### Work to complete
For the entries below, the expected answer is the line with "Wildlife-tally request: point out every instance of the conical", the line with "Wildlife-tally request: point out every instance of the window", and every line between them, exactly as written, and nothing more.

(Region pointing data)
◇ ◇ ◇
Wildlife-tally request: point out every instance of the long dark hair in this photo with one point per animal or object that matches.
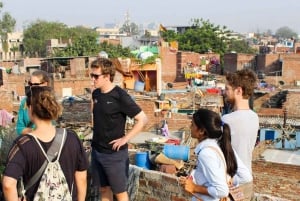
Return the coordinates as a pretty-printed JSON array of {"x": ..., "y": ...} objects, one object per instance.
[{"x": 214, "y": 128}]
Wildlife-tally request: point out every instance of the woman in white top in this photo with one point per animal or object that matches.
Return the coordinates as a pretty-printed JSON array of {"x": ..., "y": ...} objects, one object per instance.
[{"x": 216, "y": 160}]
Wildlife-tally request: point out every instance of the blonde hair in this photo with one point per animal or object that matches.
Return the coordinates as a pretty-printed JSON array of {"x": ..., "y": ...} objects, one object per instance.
[{"x": 43, "y": 103}]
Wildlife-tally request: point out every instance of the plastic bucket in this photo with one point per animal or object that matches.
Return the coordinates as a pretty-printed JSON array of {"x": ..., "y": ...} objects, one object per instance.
[
  {"x": 177, "y": 152},
  {"x": 142, "y": 160},
  {"x": 139, "y": 86}
]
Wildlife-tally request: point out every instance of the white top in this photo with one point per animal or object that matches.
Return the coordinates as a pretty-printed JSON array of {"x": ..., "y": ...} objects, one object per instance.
[
  {"x": 210, "y": 171},
  {"x": 244, "y": 126}
]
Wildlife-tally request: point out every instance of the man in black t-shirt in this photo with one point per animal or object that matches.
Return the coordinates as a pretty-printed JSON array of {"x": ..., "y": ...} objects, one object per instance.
[{"x": 111, "y": 105}]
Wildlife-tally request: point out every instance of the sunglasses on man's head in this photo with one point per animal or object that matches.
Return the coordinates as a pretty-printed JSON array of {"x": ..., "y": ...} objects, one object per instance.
[
  {"x": 95, "y": 76},
  {"x": 35, "y": 84}
]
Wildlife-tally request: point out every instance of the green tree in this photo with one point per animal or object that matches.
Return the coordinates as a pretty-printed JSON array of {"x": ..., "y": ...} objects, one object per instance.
[
  {"x": 129, "y": 28},
  {"x": 203, "y": 36},
  {"x": 240, "y": 46},
  {"x": 285, "y": 33},
  {"x": 83, "y": 43},
  {"x": 35, "y": 36},
  {"x": 169, "y": 35},
  {"x": 7, "y": 25}
]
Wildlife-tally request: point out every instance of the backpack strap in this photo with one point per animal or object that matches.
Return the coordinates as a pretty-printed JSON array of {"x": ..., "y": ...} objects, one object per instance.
[{"x": 52, "y": 152}]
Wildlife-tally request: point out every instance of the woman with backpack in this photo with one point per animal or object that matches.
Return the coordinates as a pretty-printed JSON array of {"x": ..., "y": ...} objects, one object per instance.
[{"x": 30, "y": 151}]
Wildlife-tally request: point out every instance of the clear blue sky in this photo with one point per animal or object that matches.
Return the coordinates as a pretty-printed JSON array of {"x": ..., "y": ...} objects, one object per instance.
[{"x": 237, "y": 15}]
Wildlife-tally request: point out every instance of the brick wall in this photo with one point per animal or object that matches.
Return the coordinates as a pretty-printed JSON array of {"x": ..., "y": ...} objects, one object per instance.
[
  {"x": 234, "y": 62},
  {"x": 290, "y": 68},
  {"x": 168, "y": 63},
  {"x": 157, "y": 186},
  {"x": 280, "y": 180}
]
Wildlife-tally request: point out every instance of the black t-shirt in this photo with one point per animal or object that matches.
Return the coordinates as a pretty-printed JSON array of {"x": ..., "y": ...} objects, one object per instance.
[
  {"x": 109, "y": 112},
  {"x": 25, "y": 158}
]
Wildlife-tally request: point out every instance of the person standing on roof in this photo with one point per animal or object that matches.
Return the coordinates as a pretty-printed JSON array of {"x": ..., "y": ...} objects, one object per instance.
[
  {"x": 110, "y": 106},
  {"x": 38, "y": 78},
  {"x": 243, "y": 122}
]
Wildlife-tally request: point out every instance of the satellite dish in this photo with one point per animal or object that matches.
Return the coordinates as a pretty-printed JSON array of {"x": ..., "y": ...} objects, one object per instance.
[
  {"x": 103, "y": 54},
  {"x": 145, "y": 55}
]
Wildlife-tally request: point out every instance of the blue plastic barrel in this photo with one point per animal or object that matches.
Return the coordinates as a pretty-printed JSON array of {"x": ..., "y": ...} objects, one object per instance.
[
  {"x": 139, "y": 86},
  {"x": 142, "y": 160},
  {"x": 177, "y": 152}
]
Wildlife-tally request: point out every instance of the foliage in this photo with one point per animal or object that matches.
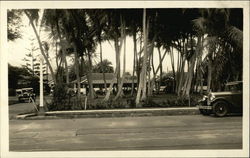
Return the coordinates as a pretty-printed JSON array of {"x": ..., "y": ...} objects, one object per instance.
[
  {"x": 14, "y": 24},
  {"x": 104, "y": 67},
  {"x": 19, "y": 77}
]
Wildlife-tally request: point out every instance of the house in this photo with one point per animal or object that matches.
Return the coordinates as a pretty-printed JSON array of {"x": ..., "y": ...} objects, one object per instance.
[{"x": 98, "y": 82}]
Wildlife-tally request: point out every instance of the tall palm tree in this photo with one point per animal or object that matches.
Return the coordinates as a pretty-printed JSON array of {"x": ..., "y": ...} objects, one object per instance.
[{"x": 33, "y": 16}]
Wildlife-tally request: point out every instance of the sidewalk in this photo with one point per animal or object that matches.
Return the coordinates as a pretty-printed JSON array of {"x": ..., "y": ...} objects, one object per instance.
[{"x": 113, "y": 113}]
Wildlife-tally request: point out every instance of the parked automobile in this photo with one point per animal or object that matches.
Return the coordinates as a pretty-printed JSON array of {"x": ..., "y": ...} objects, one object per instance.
[
  {"x": 223, "y": 103},
  {"x": 25, "y": 94}
]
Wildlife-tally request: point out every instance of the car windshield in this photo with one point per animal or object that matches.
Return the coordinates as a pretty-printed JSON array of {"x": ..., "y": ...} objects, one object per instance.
[
  {"x": 18, "y": 92},
  {"x": 234, "y": 87}
]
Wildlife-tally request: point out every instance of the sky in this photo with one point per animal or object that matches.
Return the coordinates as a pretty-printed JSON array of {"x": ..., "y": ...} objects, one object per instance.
[{"x": 18, "y": 48}]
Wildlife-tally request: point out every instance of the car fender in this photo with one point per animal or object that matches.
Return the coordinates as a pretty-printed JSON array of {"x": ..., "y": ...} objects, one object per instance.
[{"x": 220, "y": 99}]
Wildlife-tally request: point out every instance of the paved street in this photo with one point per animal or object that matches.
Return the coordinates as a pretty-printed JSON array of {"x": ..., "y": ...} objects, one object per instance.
[{"x": 127, "y": 133}]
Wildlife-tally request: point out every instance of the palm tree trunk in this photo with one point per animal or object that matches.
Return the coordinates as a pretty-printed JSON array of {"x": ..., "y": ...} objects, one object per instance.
[
  {"x": 40, "y": 46},
  {"x": 77, "y": 71},
  {"x": 124, "y": 65},
  {"x": 89, "y": 77},
  {"x": 63, "y": 53},
  {"x": 145, "y": 62},
  {"x": 103, "y": 73},
  {"x": 134, "y": 63},
  {"x": 158, "y": 88},
  {"x": 117, "y": 69},
  {"x": 209, "y": 76}
]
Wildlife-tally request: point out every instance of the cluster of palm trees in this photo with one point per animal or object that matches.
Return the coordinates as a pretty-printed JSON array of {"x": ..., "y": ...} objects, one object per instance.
[{"x": 207, "y": 43}]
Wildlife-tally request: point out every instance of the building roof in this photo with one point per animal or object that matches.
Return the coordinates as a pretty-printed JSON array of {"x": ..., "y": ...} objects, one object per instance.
[{"x": 97, "y": 78}]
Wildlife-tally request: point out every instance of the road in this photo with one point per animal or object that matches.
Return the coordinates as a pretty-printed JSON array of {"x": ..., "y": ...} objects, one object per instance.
[{"x": 127, "y": 133}]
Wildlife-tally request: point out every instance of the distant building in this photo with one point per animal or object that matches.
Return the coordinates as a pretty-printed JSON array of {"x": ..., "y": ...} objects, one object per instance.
[{"x": 98, "y": 82}]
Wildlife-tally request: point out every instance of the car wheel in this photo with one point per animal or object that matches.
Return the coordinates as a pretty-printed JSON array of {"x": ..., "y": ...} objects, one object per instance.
[
  {"x": 220, "y": 108},
  {"x": 205, "y": 112}
]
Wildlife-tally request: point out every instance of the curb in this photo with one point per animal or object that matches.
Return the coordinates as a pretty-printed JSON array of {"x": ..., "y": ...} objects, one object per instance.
[{"x": 112, "y": 113}]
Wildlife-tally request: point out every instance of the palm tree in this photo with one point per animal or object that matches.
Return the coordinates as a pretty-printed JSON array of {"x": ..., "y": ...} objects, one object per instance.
[
  {"x": 103, "y": 67},
  {"x": 33, "y": 16}
]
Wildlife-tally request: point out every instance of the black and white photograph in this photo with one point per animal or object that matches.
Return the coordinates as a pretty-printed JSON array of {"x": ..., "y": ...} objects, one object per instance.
[{"x": 125, "y": 79}]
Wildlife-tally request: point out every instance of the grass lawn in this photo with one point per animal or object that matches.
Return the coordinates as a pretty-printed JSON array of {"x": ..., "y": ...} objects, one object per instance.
[{"x": 159, "y": 100}]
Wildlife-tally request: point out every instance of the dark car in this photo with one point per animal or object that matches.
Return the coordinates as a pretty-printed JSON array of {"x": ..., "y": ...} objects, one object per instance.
[
  {"x": 223, "y": 103},
  {"x": 25, "y": 94}
]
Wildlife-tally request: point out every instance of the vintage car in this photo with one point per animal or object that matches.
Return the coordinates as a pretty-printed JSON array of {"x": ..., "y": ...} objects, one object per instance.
[
  {"x": 223, "y": 103},
  {"x": 25, "y": 94}
]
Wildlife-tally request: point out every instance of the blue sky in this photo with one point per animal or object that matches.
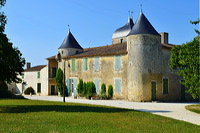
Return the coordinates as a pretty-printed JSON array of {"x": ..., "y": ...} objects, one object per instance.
[{"x": 38, "y": 27}]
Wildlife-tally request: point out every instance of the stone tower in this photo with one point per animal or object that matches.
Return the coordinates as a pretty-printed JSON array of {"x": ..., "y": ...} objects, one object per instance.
[
  {"x": 69, "y": 46},
  {"x": 144, "y": 59},
  {"x": 119, "y": 36}
]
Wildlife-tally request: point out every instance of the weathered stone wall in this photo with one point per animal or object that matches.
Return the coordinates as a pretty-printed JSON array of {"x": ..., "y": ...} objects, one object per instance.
[
  {"x": 51, "y": 81},
  {"x": 119, "y": 40},
  {"x": 106, "y": 74},
  {"x": 148, "y": 62},
  {"x": 144, "y": 58}
]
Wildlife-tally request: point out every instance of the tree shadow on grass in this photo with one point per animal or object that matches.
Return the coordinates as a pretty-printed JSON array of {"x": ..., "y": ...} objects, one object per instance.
[{"x": 59, "y": 108}]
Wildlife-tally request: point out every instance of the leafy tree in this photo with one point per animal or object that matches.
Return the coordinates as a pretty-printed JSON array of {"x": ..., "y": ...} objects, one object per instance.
[
  {"x": 11, "y": 61},
  {"x": 59, "y": 80},
  {"x": 196, "y": 22},
  {"x": 186, "y": 58}
]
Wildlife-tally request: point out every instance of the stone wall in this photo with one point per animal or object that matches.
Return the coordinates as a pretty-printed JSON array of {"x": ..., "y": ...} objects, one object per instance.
[{"x": 106, "y": 74}]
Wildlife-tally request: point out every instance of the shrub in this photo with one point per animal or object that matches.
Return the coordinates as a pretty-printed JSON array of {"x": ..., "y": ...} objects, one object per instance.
[
  {"x": 103, "y": 89},
  {"x": 7, "y": 94},
  {"x": 3, "y": 85},
  {"x": 110, "y": 91},
  {"x": 84, "y": 89},
  {"x": 91, "y": 89},
  {"x": 80, "y": 88},
  {"x": 29, "y": 90}
]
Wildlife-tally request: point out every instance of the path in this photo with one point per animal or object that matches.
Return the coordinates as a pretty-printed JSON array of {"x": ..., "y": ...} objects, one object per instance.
[{"x": 172, "y": 110}]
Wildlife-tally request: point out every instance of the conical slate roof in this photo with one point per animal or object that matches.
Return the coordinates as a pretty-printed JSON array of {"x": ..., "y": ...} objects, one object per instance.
[
  {"x": 70, "y": 42},
  {"x": 123, "y": 31},
  {"x": 143, "y": 26}
]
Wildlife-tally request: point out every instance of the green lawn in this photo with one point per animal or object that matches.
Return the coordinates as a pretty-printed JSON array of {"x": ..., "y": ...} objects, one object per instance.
[
  {"x": 56, "y": 117},
  {"x": 194, "y": 108}
]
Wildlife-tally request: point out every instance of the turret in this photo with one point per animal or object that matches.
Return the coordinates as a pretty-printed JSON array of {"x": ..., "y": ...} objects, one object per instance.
[
  {"x": 119, "y": 36},
  {"x": 69, "y": 46},
  {"x": 144, "y": 55}
]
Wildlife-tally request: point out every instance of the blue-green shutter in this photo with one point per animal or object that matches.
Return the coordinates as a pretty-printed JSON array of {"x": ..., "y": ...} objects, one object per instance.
[
  {"x": 117, "y": 86},
  {"x": 96, "y": 64},
  {"x": 75, "y": 86},
  {"x": 117, "y": 62},
  {"x": 85, "y": 64},
  {"x": 97, "y": 85},
  {"x": 68, "y": 86},
  {"x": 73, "y": 65},
  {"x": 165, "y": 86}
]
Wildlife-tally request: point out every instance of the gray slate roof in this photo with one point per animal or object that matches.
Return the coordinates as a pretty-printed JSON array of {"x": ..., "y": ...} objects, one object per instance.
[
  {"x": 123, "y": 31},
  {"x": 143, "y": 26},
  {"x": 70, "y": 42},
  {"x": 35, "y": 68}
]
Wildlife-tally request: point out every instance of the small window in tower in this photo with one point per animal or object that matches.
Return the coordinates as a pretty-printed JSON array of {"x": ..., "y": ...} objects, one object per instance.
[{"x": 121, "y": 40}]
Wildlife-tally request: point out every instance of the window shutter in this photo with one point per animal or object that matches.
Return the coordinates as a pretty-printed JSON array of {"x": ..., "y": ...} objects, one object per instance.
[
  {"x": 96, "y": 64},
  {"x": 117, "y": 86},
  {"x": 117, "y": 62},
  {"x": 85, "y": 64},
  {"x": 97, "y": 85},
  {"x": 38, "y": 75},
  {"x": 73, "y": 65},
  {"x": 68, "y": 86},
  {"x": 165, "y": 86}
]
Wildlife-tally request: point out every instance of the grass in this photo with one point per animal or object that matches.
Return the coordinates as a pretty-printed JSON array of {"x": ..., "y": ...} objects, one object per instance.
[
  {"x": 57, "y": 117},
  {"x": 194, "y": 108}
]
◇ ◇ ◇
### Result
Wildlife-tally request: point out every instance of the conical slate roof in this photo with one point per animal or object that matches.
Return the coordinates as a pretty-printed JSON array of {"x": ..., "y": ...} objects, one object per instance.
[
  {"x": 70, "y": 42},
  {"x": 123, "y": 31},
  {"x": 143, "y": 26}
]
Wildlife-tally request: point out every instance of the green lawn in this photo with one point per animal or object that matches.
Return the coordinates as a pretty-printed JSON array of {"x": ..., "y": ...} objects, one object per instance.
[
  {"x": 56, "y": 117},
  {"x": 194, "y": 108}
]
Wildlife-tally request: point out every instance of the turret in this photo with one point per animal or object that matches.
Return the coordinates as a pretty-printed JSON array of {"x": ..., "y": ...} objects, one object per instance.
[
  {"x": 119, "y": 36},
  {"x": 69, "y": 46},
  {"x": 144, "y": 55}
]
Wildlife-tally request: point out every instance of the blue-green shutter in this photo with one point per animal or object that matches.
Return the coordinates as a pretty-printed JSON array of {"x": ..., "y": ...} objects, one object per instance.
[
  {"x": 117, "y": 86},
  {"x": 96, "y": 64},
  {"x": 75, "y": 86},
  {"x": 117, "y": 62},
  {"x": 85, "y": 64},
  {"x": 97, "y": 85},
  {"x": 68, "y": 86},
  {"x": 73, "y": 65},
  {"x": 165, "y": 86}
]
Wildlife-tally request: point out every instance of the gray slate roof in this photo with one point per animal or object that matches.
Return the coordinates as a pretty-printed JSON array of {"x": ..., "y": ...} objects, one object per instance.
[
  {"x": 123, "y": 31},
  {"x": 143, "y": 26},
  {"x": 70, "y": 42},
  {"x": 35, "y": 68}
]
Wildlife-tally request: point out every instance of the small window in tower in this photo with one point per animal or object that matches.
Return the coordinates as a pretty-printed JSON array of {"x": ..., "y": ...} objects, one object per instance.
[{"x": 121, "y": 40}]
Wildlife-tally request: point out every instance of the window shutter in this photo with one point per animal or object that matches.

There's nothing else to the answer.